*Task objective:*
Reproduce every one of the records below line for line, with no changes.

*The records:*
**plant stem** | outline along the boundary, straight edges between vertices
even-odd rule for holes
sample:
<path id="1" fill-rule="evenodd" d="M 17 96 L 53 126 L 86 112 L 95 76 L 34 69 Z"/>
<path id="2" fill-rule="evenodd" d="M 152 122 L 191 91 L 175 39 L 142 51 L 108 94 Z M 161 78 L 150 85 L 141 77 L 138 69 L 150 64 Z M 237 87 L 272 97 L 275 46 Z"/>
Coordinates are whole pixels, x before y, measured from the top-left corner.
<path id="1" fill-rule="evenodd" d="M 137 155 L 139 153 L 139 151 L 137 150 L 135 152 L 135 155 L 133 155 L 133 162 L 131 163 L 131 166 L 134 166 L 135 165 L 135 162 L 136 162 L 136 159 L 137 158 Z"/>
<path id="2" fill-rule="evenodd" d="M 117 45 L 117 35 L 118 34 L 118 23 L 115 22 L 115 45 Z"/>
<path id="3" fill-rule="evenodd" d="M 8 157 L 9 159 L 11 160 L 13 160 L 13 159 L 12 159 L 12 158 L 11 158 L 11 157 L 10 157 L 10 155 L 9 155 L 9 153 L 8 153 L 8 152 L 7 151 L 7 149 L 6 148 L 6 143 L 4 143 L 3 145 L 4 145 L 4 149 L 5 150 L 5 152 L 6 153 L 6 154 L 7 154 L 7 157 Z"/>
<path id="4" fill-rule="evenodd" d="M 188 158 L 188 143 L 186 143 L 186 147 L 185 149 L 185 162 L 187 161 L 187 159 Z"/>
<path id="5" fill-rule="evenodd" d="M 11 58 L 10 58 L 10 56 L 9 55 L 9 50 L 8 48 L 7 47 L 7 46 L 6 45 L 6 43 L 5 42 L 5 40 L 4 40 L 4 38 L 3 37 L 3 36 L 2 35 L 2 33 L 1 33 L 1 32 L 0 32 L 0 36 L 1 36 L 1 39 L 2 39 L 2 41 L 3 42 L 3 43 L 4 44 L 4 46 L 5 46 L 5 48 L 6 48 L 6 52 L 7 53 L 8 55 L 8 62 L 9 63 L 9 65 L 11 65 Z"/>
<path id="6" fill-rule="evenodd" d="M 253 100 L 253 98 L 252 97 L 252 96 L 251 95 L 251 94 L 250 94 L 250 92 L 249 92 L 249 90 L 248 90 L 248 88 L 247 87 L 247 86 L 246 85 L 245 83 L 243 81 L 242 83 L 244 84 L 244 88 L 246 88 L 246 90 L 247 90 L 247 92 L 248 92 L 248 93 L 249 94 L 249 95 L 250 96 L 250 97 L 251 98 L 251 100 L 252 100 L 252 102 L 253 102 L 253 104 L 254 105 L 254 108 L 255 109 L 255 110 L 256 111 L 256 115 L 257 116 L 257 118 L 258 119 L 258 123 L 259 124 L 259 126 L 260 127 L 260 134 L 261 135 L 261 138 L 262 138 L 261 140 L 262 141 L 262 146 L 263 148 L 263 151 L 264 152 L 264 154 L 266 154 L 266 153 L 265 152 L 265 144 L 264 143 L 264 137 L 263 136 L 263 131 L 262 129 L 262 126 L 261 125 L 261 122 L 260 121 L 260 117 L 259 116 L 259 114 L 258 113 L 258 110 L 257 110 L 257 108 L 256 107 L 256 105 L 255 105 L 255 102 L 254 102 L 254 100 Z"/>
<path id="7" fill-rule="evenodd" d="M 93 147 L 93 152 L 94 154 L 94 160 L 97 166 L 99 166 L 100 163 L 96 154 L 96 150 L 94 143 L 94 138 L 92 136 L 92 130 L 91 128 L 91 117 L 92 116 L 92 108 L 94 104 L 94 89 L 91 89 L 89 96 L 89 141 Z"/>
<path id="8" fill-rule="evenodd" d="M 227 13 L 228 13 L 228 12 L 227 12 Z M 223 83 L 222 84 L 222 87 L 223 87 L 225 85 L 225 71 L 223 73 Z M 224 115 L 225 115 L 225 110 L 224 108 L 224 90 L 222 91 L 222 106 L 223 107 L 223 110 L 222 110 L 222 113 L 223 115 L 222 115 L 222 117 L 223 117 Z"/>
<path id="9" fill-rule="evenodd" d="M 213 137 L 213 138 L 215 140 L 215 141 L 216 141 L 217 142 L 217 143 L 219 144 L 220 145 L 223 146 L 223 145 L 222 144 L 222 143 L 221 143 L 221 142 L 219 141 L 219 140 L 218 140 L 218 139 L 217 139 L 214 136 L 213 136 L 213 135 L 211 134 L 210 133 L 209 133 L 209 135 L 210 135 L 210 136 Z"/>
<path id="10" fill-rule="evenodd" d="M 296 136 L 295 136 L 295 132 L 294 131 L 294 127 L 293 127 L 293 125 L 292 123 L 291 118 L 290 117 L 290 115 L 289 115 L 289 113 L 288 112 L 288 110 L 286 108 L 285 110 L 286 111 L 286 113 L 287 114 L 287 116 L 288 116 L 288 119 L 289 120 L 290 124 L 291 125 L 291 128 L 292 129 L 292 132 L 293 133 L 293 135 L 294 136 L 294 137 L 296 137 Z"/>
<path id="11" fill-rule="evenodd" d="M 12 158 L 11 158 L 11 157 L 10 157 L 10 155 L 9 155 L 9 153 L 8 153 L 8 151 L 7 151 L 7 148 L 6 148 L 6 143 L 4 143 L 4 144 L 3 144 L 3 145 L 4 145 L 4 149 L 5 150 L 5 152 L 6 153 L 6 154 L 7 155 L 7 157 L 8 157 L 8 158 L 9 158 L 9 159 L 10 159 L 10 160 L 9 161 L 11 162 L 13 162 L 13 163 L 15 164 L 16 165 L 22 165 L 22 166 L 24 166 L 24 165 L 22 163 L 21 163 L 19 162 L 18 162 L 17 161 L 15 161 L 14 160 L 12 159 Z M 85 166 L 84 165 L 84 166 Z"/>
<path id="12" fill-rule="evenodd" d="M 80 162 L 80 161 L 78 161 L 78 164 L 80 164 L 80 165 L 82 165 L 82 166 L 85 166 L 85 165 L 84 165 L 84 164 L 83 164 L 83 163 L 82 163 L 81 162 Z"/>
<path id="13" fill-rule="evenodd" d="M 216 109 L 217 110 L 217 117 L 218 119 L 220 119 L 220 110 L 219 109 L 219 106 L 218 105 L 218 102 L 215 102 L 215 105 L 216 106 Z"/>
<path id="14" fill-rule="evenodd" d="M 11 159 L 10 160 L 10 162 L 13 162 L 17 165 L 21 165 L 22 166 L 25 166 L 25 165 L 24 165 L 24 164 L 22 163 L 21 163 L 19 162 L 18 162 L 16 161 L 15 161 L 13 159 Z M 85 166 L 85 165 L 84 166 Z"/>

*Exercise response:*
**plant stem** | outline along the boundary, straight edges between vertices
even-odd rule for holes
sample:
<path id="1" fill-rule="evenodd" d="M 17 96 L 53 126 L 86 112 L 95 76 L 34 69 Z"/>
<path id="2" fill-rule="evenodd" d="M 152 122 L 191 91 L 175 39 L 142 51 L 108 94 Z M 161 78 L 150 85 L 141 77 L 138 69 L 150 64 Z M 237 87 L 272 97 L 275 46 Z"/>
Coordinates are whole pixels, x before y, measured from the top-left corner.
<path id="1" fill-rule="evenodd" d="M 137 155 L 139 153 L 139 151 L 137 150 L 135 152 L 135 155 L 133 155 L 133 162 L 131 163 L 131 166 L 134 166 L 135 165 L 135 162 L 136 162 L 136 159 L 137 158 Z"/>
<path id="2" fill-rule="evenodd" d="M 117 45 L 117 35 L 118 34 L 118 23 L 115 22 L 115 45 Z"/>
<path id="3" fill-rule="evenodd" d="M 8 157 L 9 159 L 11 160 L 13 160 L 13 159 L 12 159 L 12 158 L 11 158 L 11 157 L 10 157 L 10 155 L 9 155 L 9 153 L 8 153 L 8 152 L 7 151 L 7 149 L 6 148 L 6 143 L 4 143 L 3 145 L 4 145 L 4 149 L 5 150 L 5 152 L 6 153 L 6 154 L 7 154 L 7 157 Z"/>
<path id="4" fill-rule="evenodd" d="M 188 158 L 188 143 L 186 143 L 186 147 L 185 149 L 185 162 L 187 161 L 187 159 Z"/>
<path id="5" fill-rule="evenodd" d="M 11 58 L 10 58 L 10 56 L 9 55 L 9 50 L 8 48 L 7 47 L 7 46 L 6 45 L 6 43 L 5 42 L 5 40 L 4 40 L 4 38 L 3 37 L 3 36 L 2 35 L 2 33 L 1 33 L 1 32 L 0 32 L 0 36 L 1 36 L 1 39 L 2 39 L 2 41 L 3 42 L 3 43 L 4 44 L 4 46 L 5 46 L 5 48 L 6 48 L 6 52 L 7 53 L 8 55 L 8 62 L 9 63 L 9 65 L 11 65 Z"/>
<path id="6" fill-rule="evenodd" d="M 253 100 L 253 98 L 252 97 L 252 96 L 251 95 L 251 94 L 250 94 L 250 92 L 249 92 L 249 90 L 248 90 L 248 88 L 247 87 L 247 86 L 246 85 L 245 83 L 243 81 L 242 83 L 244 84 L 244 88 L 246 88 L 246 90 L 247 90 L 247 92 L 248 92 L 248 93 L 249 94 L 249 95 L 250 96 L 250 97 L 251 98 L 251 100 L 252 100 L 252 102 L 253 102 L 253 104 L 254 105 L 254 108 L 255 109 L 255 110 L 256 111 L 256 115 L 257 116 L 257 118 L 258 119 L 258 123 L 259 124 L 259 126 L 260 127 L 260 134 L 261 135 L 261 138 L 262 138 L 261 140 L 262 141 L 262 146 L 263 148 L 263 151 L 264 152 L 264 154 L 266 154 L 266 153 L 265 152 L 265 144 L 264 143 L 264 137 L 263 136 L 263 131 L 262 129 L 262 126 L 261 125 L 261 122 L 260 121 L 260 117 L 259 116 L 259 114 L 258 113 L 258 110 L 257 110 L 257 108 L 256 107 L 256 105 L 255 105 L 255 102 L 254 102 L 254 100 Z"/>
<path id="7" fill-rule="evenodd" d="M 93 147 L 93 152 L 94 154 L 94 160 L 97 166 L 99 166 L 100 163 L 96 154 L 96 150 L 94 143 L 94 138 L 92 136 L 92 130 L 91 128 L 91 117 L 92 116 L 92 108 L 94 104 L 94 89 L 91 89 L 89 96 L 89 141 Z"/>
<path id="8" fill-rule="evenodd" d="M 227 13 L 228 13 L 228 12 L 227 12 Z M 223 83 L 222 84 L 222 87 L 223 87 L 225 85 L 225 71 L 223 73 Z M 224 115 L 225 115 L 225 110 L 224 108 L 224 90 L 222 91 L 222 106 L 223 107 L 223 110 L 222 110 L 222 113 L 223 115 L 222 115 L 222 117 L 223 117 Z"/>
<path id="9" fill-rule="evenodd" d="M 213 137 L 213 138 L 215 140 L 215 141 L 216 141 L 217 142 L 217 143 L 219 144 L 220 145 L 223 146 L 223 145 L 222 144 L 222 143 L 221 143 L 221 142 L 219 141 L 219 140 L 218 140 L 218 139 L 217 139 L 214 136 L 213 136 L 213 135 L 211 134 L 210 133 L 209 133 L 209 135 L 210 135 L 210 136 Z"/>
<path id="10" fill-rule="evenodd" d="M 296 136 L 295 136 L 295 132 L 294 131 L 294 127 L 293 127 L 293 125 L 292 123 L 291 118 L 290 117 L 290 115 L 289 115 L 289 113 L 288 112 L 288 110 L 286 108 L 285 110 L 286 111 L 286 113 L 287 114 L 287 116 L 288 116 L 288 119 L 289 120 L 290 124 L 291 125 L 291 128 L 292 129 L 292 132 L 293 133 L 293 135 L 294 136 L 294 137 L 296 137 Z"/>
<path id="11" fill-rule="evenodd" d="M 12 158 L 11 158 L 11 157 L 10 157 L 10 155 L 9 155 L 9 153 L 8 153 L 8 151 L 7 151 L 7 148 L 6 148 L 6 143 L 4 143 L 4 144 L 3 144 L 3 145 L 4 145 L 4 149 L 5 150 L 5 152 L 6 153 L 6 154 L 7 155 L 7 157 L 8 157 L 8 158 L 9 158 L 9 159 L 10 159 L 10 160 L 9 161 L 11 162 L 13 162 L 13 163 L 15 164 L 16 165 L 22 165 L 22 166 L 24 166 L 24 165 L 22 163 L 21 163 L 19 162 L 18 162 L 17 161 L 15 161 L 14 160 L 12 159 Z M 85 166 L 84 165 L 84 166 Z"/>
<path id="12" fill-rule="evenodd" d="M 80 162 L 80 161 L 78 161 L 78 164 L 80 164 L 80 165 L 82 165 L 82 166 L 85 166 L 85 165 L 84 165 L 84 164 L 83 164 L 83 163 L 82 163 L 81 162 Z"/>
<path id="13" fill-rule="evenodd" d="M 216 109 L 217 110 L 217 117 L 218 119 L 220 119 L 220 110 L 219 109 L 219 106 L 218 105 L 218 102 L 215 102 L 215 105 L 216 106 Z"/>
<path id="14" fill-rule="evenodd" d="M 11 159 L 10 160 L 10 162 L 13 162 L 17 165 L 21 165 L 22 166 L 25 166 L 25 165 L 24 165 L 24 164 L 22 163 L 21 163 L 19 162 L 18 162 L 16 161 L 15 161 L 13 159 Z M 85 166 L 85 165 L 84 166 Z"/>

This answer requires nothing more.